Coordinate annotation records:
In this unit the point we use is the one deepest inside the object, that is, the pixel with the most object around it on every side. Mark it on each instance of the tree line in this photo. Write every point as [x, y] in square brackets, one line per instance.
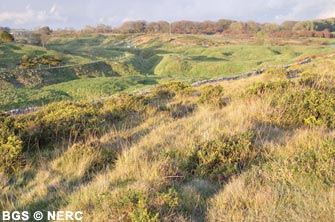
[313, 28]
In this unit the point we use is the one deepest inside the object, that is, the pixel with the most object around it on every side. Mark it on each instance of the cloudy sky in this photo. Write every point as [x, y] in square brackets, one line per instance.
[79, 13]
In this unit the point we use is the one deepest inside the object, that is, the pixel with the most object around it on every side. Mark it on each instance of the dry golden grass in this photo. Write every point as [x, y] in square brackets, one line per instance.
[150, 160]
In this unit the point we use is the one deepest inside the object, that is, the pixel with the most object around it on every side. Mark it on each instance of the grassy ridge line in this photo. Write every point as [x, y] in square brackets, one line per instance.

* _Short task_: Express all of the data above as a Markdown table with the columns "Row" and "Line," putting each nonblank line in its own numbered row. Leave out the pictures.

* _Task result_:
| Row | Line |
|---|---|
| 1 | In this unit the point we use is the one deepest inside the object, that is, the pixel with the most object around it on every side. Mark it on each instance of the tree line in this photo. Write every point as [x, y] in square brackets, one line per instance. |
| 2 | [313, 28] |
| 3 | In this unit the point we use is the one deepest inside the object, that is, the pixel with the most object around it on every side. Mark it on each instance of the cloudy sky in this photo. Write every point as [x, y] in square brackets, one line per instance. |
| 4 | [79, 13] |
| 5 | In this unit the point we use is the one deepest inside the object, that is, the pixel with the most object around it on every side. Mark it on each instance of the dry golden grass in this photo. Write every point as [x, y] in square brackets, one line per instance. |
| 6 | [150, 160] |
| 7 | In this unit the point we use is the one deepest inside the object, that is, the pixel with the most object around it on every side. Mark it on each instance of the grassy ridge line in this photo. Write every point as [x, y] in square brackets, one line per instance. |